>> Start Source material
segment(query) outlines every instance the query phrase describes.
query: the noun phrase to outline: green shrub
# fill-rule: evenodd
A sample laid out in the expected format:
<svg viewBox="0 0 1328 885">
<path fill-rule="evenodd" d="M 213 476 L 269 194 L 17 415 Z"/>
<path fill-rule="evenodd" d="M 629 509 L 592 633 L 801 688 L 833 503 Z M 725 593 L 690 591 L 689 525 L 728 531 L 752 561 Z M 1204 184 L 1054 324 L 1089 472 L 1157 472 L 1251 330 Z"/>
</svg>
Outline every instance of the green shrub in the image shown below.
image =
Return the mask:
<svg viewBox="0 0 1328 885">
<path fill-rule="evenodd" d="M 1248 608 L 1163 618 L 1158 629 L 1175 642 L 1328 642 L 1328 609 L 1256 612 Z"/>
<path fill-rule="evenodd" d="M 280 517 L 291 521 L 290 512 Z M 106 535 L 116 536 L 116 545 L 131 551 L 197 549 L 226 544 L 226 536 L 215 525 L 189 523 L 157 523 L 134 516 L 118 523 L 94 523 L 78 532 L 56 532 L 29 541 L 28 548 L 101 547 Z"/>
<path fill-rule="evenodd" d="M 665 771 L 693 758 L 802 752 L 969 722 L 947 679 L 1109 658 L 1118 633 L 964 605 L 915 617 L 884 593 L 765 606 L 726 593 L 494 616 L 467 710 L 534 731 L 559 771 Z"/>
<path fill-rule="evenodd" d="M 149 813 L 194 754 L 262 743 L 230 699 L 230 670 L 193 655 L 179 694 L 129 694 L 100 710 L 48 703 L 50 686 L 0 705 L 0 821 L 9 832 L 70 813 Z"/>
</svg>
>> End Source material
What is expected:
Please rewrite the listing from its first line through the line that contains "213 476 L 269", replacing "outlines" with "traces" and leaving everything else unchanged.

Correct output:
segment(query) traces every instance the query phrase describes.
query: the noun phrase to outline: green shrub
# fill-rule: evenodd
A sample laid out in the expected format:
<svg viewBox="0 0 1328 885">
<path fill-rule="evenodd" d="M 213 476 L 269 194 L 17 415 Z"/>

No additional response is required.